> **Domande di studio**
A – Secondo il brano sugli infortuni sul lavoro, quanti infortuni con esito mortale sono stati denunciati all'Inail nel 2020?
B – Prosegui il brano sugli infortuni sul lavoro partendo dopo la sua ultima frase.

> **Brano del documento**
+ + + +

I dati
Le statistiche sono agghiaccianti.
Solo nel 2020 gli infortuni sul lavoro con esito mortale denunciati all’Inail sono stati 1270. Un incremento del 16,6% rispetto all’anno precedente, dovuto non solo alla grave violazione di norme antinfortunistiche riportate dai più recenti fatti di cronaca, ma soprattutto alla pandemia. Si, perché anche il contagio da Covid-19 sul lavoro dà diritto al riconoscimento dell’infortunio da parte dell’Inail (come previsto dall’art. 42, comma 2, del D.L. “Cura Italia” n. 18/2020).
Le cause e la normativa antinfortunistica
Le cause principali di questo triste fenomeno si trovano spesso nelle inadempienze delle imprese, la mancanza di controlli, una scarsa cultura della prevenzione, l’assenza o la manomissione di dispositivi di sicurezza, tutti profili che ben possono fondare una responsabilità datoriale.
Invero, ai sensi dell’art. 2087 del Codice civile il datore di lavoro ha l’obbligo di adottare tutte le misure necessarie per tutelare l’integrità psicofisica dei propri dipendenti e prevenire i rischi professionali, sia quelli insiti nell’ambiente di lavoro, sia quelli derivanti da fattori esterni ma connessi all’attività lavorativa svolta (pensiamo alla guardia giurata che riporta le lesioni da aggressione durante in tentativo di rapina).
Un ruolo centrale è svolto, inoltre, dal Testo Unico sulla salute e la sicurezza sul lavoro (D. Lgs. 81/2018) che disciplina l’individuazione dei soggetti responsabili e la descrizione delle misure gestionali e degli adeguamenti tecnici che il datore di lavoro è tenuto a seguire per essere in regola nella prevenzione degli infortuni e nella tutela dell’integrità psicofisica dei dipendenti negli ambienti di lavoro.

+ + + +

Dati di puntamento per espressioni referenziali:
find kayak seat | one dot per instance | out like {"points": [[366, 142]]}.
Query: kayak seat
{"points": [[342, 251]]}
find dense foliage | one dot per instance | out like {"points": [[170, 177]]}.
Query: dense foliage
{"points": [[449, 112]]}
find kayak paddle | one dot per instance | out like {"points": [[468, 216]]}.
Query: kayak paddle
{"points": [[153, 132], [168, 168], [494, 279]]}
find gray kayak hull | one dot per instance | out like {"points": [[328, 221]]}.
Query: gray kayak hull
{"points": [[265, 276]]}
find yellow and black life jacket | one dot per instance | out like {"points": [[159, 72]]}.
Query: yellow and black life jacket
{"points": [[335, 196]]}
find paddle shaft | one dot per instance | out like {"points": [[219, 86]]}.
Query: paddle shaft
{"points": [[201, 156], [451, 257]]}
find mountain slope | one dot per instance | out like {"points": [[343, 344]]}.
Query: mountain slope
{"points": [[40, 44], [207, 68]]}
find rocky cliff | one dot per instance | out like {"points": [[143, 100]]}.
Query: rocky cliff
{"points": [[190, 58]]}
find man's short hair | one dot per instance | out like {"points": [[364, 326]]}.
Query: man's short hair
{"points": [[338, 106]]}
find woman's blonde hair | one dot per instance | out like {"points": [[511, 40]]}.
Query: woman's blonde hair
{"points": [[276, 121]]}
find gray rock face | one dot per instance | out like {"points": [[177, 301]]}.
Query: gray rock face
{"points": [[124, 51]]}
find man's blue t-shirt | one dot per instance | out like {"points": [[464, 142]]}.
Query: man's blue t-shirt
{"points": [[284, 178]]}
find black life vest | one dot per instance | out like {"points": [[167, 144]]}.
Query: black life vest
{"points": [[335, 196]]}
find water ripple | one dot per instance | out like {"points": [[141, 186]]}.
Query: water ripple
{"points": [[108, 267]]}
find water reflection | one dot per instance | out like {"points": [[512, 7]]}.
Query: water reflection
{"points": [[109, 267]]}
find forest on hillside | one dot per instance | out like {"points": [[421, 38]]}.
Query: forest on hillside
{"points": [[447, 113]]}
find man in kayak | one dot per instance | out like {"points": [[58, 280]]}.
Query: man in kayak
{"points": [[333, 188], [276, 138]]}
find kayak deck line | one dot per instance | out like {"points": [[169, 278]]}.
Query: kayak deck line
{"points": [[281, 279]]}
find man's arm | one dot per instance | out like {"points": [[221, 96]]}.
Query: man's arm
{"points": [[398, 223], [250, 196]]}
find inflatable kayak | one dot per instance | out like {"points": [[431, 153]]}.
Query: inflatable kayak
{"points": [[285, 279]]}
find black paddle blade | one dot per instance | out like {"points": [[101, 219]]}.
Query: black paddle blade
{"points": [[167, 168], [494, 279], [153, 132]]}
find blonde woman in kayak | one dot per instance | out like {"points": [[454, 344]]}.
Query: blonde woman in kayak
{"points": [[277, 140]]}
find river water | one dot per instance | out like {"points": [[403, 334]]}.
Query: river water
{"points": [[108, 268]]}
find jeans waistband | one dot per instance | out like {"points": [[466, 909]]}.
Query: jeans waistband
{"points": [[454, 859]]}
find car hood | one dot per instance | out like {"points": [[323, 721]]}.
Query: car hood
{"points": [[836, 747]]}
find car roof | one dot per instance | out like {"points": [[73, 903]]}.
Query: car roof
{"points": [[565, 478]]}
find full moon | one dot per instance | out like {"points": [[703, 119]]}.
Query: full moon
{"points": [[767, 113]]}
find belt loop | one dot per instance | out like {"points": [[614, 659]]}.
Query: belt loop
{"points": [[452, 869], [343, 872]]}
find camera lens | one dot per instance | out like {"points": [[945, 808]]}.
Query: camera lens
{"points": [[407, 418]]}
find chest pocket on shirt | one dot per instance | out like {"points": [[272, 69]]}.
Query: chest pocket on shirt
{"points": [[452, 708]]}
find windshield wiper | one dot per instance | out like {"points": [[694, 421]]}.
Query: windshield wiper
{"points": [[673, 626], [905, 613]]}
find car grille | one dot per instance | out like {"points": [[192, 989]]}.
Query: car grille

+ + + +

> **Soluzioni degli esercizi**
A – Nel 2020 ne sono stati denunciati 1270.

B –
I protocolli anti-Covid
Accanto a tali disposizioni è evidente la necessità che il datore di lavoro assicuri una rigorosa applicazione anche delle ulteriori e distinte norme antinfortunistiche vigenti nonché, allo stato, dei protocolli anti-Covid che impongono l’adozione di specifici devices (mascherine, guanti, tute), volti a ridurre, per quanto possibile, il rischio contagio.
La responsabilità del datore di lavoro
La violazione di tali norme, con conseguente verificarsi di un pregiudizio per il lavoratore, ben può quindi portare al riconoscimento di una responsabilità civile e penale del datore di lavoro e, nel caso di infortunio mortale, al risarcimento del danno per i congiunti del medesimo. Inoltre, laddove il datore di lavoro sia una Società potrebbe persino configurarsi una responsabilità amministrativa, ad esempio ex art. 25 septies D.L. 231/ 2001: “Omicidio colposo o lesioni gravi o gravissime commesse con violazione delle norme sulla tutela della salute e sicurezza sul lavoro“.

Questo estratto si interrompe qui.